● GIVEN ENTRIES
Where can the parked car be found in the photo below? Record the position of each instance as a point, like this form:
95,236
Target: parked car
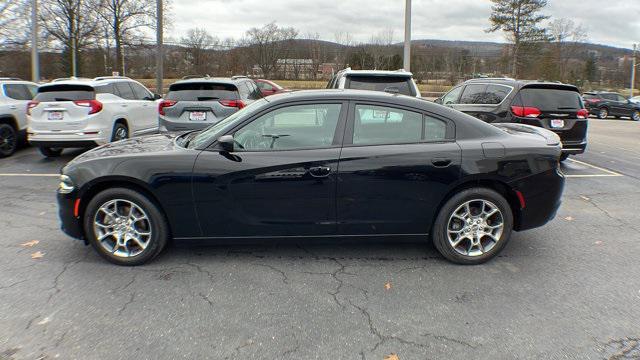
268,87
605,104
72,113
14,96
196,103
399,81
318,164
553,106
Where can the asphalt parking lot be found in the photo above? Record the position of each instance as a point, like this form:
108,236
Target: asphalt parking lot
569,290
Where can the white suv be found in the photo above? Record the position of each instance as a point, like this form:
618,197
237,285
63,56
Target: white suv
14,96
71,113
398,81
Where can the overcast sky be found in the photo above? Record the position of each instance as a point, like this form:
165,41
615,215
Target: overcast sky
611,22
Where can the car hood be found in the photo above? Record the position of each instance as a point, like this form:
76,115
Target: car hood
135,146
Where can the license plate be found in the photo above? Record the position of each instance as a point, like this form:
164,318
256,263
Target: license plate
557,123
198,116
55,115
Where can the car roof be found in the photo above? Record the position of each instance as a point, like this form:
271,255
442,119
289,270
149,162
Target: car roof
399,72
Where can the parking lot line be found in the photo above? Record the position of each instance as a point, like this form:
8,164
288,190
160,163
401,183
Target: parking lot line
607,172
28,175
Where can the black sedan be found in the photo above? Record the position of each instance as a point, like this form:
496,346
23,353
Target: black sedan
314,164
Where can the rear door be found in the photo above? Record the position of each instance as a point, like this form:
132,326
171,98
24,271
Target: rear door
201,102
395,167
558,107
484,101
56,110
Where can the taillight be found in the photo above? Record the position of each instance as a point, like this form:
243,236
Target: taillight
93,105
525,111
232,103
583,114
165,103
31,105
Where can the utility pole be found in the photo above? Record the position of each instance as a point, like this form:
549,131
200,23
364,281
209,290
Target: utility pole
407,35
35,61
633,71
159,48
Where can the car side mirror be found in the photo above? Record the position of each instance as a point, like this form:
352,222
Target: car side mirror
226,143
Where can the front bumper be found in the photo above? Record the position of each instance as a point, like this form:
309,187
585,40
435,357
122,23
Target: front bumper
69,223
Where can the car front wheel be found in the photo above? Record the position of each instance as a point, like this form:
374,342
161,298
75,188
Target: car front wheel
125,227
603,113
473,226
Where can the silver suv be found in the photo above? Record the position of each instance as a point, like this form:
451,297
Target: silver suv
71,113
398,81
14,96
196,103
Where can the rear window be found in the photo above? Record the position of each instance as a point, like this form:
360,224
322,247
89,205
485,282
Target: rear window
548,99
65,93
202,92
380,83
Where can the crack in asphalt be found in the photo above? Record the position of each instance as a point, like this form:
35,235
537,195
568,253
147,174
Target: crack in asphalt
285,278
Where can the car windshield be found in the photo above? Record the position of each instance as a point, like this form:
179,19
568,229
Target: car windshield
204,91
380,83
214,131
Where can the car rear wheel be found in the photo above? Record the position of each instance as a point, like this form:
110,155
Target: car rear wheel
473,226
8,140
50,152
120,132
603,113
125,227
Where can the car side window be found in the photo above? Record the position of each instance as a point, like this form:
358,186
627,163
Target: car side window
140,92
125,91
291,127
17,91
452,96
379,125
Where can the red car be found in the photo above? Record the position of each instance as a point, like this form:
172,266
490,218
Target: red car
268,87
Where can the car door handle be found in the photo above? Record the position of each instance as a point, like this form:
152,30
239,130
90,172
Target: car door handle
441,162
320,171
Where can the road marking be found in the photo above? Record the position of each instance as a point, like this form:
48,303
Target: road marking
28,175
608,173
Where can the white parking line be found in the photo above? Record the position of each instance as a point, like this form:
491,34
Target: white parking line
608,173
28,175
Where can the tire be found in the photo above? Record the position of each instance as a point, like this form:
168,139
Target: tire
487,246
50,152
127,252
603,113
8,140
120,132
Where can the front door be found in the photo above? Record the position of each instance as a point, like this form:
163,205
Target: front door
280,180
395,171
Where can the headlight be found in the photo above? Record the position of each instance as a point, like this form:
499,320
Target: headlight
66,185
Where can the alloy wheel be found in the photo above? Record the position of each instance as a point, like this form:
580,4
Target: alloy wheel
122,228
475,227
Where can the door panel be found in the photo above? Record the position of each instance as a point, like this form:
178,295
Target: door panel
271,193
394,189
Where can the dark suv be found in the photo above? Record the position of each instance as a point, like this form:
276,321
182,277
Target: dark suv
196,103
605,104
554,106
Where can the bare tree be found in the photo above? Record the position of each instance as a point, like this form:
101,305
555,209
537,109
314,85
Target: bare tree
73,23
566,37
199,43
268,44
124,18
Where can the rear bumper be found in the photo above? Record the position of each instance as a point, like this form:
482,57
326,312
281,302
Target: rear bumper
69,223
543,197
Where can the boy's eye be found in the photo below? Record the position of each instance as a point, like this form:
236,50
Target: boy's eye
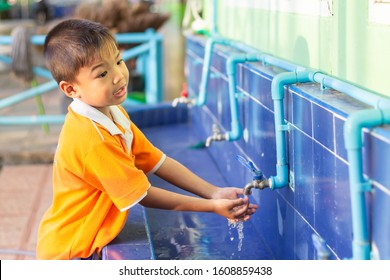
102,75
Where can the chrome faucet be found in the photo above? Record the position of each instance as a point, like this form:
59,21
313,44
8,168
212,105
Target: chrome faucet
217,136
183,99
258,182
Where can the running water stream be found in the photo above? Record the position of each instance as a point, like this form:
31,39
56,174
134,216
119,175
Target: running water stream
239,225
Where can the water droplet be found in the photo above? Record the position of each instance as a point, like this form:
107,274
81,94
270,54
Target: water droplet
240,230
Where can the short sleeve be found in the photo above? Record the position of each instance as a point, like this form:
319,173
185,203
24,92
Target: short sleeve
114,172
148,158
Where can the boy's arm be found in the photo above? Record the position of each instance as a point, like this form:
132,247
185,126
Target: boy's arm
163,199
180,176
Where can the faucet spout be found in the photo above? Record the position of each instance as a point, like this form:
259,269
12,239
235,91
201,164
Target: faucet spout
217,136
183,99
256,184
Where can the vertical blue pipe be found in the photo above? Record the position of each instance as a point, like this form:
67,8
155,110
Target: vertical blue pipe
231,66
214,29
152,76
207,65
277,90
358,185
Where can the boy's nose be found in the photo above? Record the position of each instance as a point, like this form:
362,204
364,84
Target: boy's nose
119,76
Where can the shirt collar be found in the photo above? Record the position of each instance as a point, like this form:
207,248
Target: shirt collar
94,114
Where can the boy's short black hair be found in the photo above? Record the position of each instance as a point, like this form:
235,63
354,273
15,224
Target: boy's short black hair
73,44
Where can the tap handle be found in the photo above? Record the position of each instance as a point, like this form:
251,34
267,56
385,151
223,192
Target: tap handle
257,174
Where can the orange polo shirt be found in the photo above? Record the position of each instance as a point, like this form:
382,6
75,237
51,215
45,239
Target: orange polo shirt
100,170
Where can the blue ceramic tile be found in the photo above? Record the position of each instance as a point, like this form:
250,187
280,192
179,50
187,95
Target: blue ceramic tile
332,201
286,230
321,199
303,175
302,116
380,224
377,159
339,137
323,126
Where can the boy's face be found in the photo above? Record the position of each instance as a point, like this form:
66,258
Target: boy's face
102,84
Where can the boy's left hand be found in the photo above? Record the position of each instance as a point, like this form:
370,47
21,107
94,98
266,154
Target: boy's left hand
233,193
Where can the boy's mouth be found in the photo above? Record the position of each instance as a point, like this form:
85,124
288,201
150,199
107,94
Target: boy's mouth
120,91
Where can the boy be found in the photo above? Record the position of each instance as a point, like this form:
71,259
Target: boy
102,160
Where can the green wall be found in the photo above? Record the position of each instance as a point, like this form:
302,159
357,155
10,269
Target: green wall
345,45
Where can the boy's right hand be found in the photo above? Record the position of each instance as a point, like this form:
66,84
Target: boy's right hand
234,209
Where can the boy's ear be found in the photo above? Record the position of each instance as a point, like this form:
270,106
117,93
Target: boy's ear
68,89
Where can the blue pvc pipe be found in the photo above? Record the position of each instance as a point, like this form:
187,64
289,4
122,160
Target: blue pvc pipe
214,29
358,184
211,41
373,99
231,65
277,90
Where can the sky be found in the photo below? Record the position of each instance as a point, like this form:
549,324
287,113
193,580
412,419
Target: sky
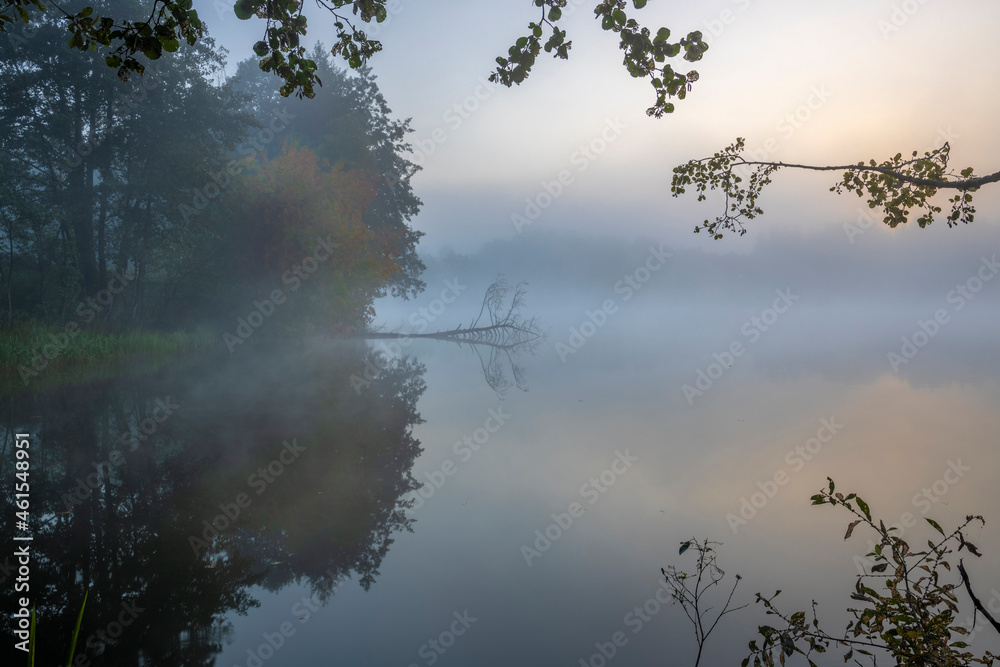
819,83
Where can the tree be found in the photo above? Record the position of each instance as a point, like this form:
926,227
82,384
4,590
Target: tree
93,190
688,589
349,125
171,21
897,186
909,609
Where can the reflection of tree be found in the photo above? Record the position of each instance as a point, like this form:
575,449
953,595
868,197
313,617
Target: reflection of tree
332,511
499,330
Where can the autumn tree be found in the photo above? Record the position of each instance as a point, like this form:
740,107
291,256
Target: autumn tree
295,224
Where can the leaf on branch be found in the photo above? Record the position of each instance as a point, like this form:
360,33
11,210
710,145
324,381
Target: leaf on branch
934,523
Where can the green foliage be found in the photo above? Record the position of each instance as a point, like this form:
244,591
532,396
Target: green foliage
897,186
281,52
169,23
909,610
645,52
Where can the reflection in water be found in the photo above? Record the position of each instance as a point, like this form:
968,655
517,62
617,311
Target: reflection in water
169,495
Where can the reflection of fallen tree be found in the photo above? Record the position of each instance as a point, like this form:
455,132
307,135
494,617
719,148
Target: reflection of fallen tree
499,328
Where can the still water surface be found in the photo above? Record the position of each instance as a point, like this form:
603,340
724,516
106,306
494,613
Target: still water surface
546,511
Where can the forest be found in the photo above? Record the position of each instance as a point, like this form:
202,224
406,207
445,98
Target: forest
183,208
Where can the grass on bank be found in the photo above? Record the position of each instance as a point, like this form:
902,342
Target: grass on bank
38,347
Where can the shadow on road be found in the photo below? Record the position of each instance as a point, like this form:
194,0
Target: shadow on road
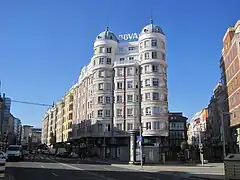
20,173
53,159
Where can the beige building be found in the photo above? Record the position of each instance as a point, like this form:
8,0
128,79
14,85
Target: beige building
230,76
68,115
58,120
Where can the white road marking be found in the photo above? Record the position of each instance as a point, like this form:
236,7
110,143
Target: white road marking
108,169
148,177
80,169
54,174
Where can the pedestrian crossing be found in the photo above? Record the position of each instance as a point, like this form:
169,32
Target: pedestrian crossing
40,157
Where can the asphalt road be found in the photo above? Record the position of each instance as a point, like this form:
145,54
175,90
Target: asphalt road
49,168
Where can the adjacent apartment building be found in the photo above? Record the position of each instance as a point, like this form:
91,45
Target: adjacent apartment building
197,128
230,75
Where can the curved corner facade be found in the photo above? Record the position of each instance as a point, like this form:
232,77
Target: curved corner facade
122,88
108,88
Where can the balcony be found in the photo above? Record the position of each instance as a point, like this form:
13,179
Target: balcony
126,62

● DIRECTIONS FOR THIS TASK
Reproduce precisely the lines of the entries above, from the one containing "Where can the forest" through the final one, both ends included, and omit the pictures.

● TASK RESPONSE
Where can the forest be found in the photo above? Record the position of each instance as a point, like this form:
202,224
406,207
445,98
Target: forest
183,208
Where can the grass on bank be found in the photo above? Record the position of each instance as a point, like this form:
902,342
Target: grass on bank
38,347
Where can the shadow on road be found in the photo below? Record the position of each instance as a point, like this form:
194,0
Target: shadow on road
20,173
53,159
Where can the beige building be found in the photo above? Record the position of each instance as a point, like this form:
8,0
128,79
14,85
Target: beige building
230,76
68,115
58,120
Where can the white road marking be found in the photo above? Record the position of each instance as a point, like this form:
236,7
110,143
Target: white road marking
108,169
148,177
80,169
54,174
Where can the pedestrian crossing be found in the photo above? Record the position of each instance as a point, like this form:
169,32
Target: pedestrian crossing
40,157
Where can the asphalt road be found in the photo above? Record the position of each instance as a point, like this form:
145,54
175,90
Target: asphalt road
49,168
Where can the adjacent apartment building be found in the photo above? Record the position of each instance as a point, like this form:
91,45
Target: adjacent apartment building
197,128
230,75
Where can the curved corner facade be found in the photo above? Record the position of each instance as a point, like this form:
232,77
Target: curved corner facade
122,88
108,88
Where can the balcony be found in the photo above? Record the position of each instance as a point, like this form:
13,179
Target: balcony
126,62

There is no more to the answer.